- **ASSIGNMENT**
Search the listing for the string "vase" and copy every line that contains it.

- **GIVEN INFORMATION**
-- Opening Marker --
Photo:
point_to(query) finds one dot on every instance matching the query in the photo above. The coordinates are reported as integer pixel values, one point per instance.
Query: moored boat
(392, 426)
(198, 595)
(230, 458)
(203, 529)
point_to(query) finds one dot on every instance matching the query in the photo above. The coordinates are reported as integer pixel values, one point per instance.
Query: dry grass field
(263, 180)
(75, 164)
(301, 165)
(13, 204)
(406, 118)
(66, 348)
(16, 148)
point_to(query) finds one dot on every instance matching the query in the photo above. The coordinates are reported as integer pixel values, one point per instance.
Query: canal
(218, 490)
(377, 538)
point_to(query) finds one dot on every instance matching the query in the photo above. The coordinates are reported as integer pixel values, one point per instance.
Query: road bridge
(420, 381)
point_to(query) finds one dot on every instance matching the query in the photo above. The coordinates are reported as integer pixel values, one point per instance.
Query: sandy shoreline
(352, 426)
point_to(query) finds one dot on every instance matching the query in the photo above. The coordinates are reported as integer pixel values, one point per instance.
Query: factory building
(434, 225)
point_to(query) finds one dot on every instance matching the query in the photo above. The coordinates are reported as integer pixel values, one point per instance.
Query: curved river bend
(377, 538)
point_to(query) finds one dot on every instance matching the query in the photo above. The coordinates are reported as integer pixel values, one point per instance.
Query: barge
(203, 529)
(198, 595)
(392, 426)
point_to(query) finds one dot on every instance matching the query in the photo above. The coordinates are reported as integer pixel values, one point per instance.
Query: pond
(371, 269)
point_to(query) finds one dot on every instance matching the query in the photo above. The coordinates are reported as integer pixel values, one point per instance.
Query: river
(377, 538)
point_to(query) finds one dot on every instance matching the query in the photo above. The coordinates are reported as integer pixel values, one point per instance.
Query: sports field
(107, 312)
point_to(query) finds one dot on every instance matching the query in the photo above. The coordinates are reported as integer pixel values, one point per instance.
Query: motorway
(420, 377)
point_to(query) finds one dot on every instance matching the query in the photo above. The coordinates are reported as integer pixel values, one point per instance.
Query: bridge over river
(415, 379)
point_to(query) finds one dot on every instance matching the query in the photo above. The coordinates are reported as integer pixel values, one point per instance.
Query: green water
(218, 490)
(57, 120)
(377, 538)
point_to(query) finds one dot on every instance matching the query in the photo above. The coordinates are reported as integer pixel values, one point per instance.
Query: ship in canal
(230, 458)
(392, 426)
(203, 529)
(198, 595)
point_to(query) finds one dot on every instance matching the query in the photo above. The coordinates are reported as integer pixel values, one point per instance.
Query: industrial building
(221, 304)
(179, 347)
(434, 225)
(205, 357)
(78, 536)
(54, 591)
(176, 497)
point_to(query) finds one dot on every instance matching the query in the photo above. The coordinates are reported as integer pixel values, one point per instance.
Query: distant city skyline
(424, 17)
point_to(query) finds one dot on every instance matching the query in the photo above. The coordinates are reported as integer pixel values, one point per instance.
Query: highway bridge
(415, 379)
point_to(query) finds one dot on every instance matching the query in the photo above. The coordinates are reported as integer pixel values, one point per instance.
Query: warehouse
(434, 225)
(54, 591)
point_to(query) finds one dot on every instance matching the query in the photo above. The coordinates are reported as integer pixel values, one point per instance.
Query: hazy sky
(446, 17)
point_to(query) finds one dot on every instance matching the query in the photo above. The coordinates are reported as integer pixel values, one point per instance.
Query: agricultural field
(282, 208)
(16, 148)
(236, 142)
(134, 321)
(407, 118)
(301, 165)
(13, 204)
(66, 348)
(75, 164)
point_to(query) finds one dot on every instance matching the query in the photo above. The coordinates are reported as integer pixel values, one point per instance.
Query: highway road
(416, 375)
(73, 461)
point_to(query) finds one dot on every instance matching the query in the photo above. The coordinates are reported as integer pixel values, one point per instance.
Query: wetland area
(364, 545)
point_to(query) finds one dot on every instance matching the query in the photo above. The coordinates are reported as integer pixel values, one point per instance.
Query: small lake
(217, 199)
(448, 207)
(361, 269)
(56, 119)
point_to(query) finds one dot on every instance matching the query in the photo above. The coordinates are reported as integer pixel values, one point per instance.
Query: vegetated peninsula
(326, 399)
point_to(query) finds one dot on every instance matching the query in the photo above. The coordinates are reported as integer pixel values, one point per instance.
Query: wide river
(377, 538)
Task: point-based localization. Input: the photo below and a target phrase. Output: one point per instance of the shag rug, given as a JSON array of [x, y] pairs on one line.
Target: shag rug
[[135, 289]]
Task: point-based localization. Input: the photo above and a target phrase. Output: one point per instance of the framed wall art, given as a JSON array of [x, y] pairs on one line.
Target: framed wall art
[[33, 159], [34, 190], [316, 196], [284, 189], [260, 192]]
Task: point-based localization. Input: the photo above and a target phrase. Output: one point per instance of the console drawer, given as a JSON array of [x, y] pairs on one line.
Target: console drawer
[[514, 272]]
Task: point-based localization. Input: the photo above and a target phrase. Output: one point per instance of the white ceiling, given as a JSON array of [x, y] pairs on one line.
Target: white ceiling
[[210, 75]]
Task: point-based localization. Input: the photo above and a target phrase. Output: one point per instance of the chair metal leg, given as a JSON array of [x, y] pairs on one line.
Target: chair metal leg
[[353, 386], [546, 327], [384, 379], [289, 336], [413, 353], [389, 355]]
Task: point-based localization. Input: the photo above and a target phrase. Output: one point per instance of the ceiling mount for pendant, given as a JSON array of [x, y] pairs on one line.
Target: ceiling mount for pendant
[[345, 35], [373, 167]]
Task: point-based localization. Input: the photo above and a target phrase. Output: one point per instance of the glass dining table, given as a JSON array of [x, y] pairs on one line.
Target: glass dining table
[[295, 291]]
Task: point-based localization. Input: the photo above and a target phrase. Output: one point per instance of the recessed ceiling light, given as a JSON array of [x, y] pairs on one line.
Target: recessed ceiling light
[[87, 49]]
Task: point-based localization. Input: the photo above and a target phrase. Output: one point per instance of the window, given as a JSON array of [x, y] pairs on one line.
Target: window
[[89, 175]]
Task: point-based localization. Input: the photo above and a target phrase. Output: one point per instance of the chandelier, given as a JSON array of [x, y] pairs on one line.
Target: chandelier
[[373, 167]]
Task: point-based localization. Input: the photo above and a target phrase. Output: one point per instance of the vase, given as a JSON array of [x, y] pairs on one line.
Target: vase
-- Closing Marker --
- **SOLVED EXERCISE**
Task: point-based localization. Input: the photo above and a target phrase. Output: one point per instance of the vase, given as a JSON array of [x, y] pairs on one line.
Target: vase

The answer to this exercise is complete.